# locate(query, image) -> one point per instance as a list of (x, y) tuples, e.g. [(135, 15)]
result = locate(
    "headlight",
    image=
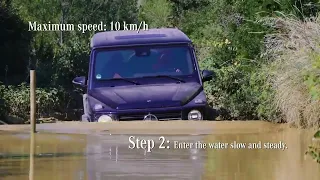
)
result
[(194, 115), (97, 107), (107, 118)]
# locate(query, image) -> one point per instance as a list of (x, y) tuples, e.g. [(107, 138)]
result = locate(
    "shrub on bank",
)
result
[(295, 70)]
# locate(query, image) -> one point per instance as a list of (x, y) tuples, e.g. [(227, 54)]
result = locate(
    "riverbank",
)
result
[(152, 127)]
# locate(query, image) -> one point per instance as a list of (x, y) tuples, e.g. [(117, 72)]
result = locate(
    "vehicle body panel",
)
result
[(134, 97)]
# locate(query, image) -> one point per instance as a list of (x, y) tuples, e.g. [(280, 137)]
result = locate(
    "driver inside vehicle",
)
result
[(168, 62), (118, 69)]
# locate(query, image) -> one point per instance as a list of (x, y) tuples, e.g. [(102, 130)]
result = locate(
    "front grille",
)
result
[(160, 116)]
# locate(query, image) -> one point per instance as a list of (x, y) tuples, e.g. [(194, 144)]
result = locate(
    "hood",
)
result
[(146, 96)]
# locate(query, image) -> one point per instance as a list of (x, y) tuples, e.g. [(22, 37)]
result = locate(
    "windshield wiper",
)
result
[(165, 76), (123, 79)]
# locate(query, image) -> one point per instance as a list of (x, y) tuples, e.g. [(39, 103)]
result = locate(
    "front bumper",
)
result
[(162, 114)]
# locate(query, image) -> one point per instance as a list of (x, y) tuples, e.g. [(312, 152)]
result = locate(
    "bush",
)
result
[(295, 70), (314, 149), (17, 101)]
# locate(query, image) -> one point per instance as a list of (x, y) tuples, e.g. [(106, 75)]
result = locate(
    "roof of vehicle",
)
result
[(150, 36)]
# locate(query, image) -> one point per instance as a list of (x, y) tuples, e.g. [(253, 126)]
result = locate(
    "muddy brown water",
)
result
[(75, 151)]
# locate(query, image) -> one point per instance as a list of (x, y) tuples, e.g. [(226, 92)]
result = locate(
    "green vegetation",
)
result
[(265, 53)]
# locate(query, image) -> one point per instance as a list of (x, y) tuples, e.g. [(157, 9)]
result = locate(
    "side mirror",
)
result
[(80, 81), (207, 75)]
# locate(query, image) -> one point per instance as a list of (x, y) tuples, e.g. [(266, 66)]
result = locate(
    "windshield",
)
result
[(143, 61)]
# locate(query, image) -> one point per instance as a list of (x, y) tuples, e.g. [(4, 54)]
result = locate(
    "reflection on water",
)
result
[(96, 157), (104, 157)]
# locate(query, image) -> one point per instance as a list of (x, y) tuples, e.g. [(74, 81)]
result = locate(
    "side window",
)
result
[(102, 59)]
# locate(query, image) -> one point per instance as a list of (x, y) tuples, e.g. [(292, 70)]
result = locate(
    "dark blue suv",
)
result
[(150, 75)]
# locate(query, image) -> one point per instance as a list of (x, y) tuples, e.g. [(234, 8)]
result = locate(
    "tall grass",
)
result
[(294, 50)]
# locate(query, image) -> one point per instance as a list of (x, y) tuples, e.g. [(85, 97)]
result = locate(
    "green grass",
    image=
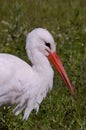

━━━━

- [WORK REQUIRED]:
Shift the answer coordinates: rewrite the records from their very start up to and including the line containing "[(152, 127)]", requests included, adding 133 to every x and y value in the answers but changing nothing in the requests or their format samples. Leave the pictures out of your answer.

- [OUTPUT BELOW]:
# locate(query, image) -> one point per instance as a list of (x, y) tuples, e.g. [(135, 15)]
result = locate(
    "headlight",
    image=
)
result
[(327, 248), (230, 240), (240, 251)]
# locate(query, image) -> one point per instance as a list of (x, y) tuples, e.g. [(107, 138)]
result = locate(
    "shrub on bank",
)
result
[(428, 203)]
# locate(query, image) -> one point per instance as a list of (x, y) tuples, e.g. [(227, 54)]
result = locate(
    "riverbank",
)
result
[(285, 260)]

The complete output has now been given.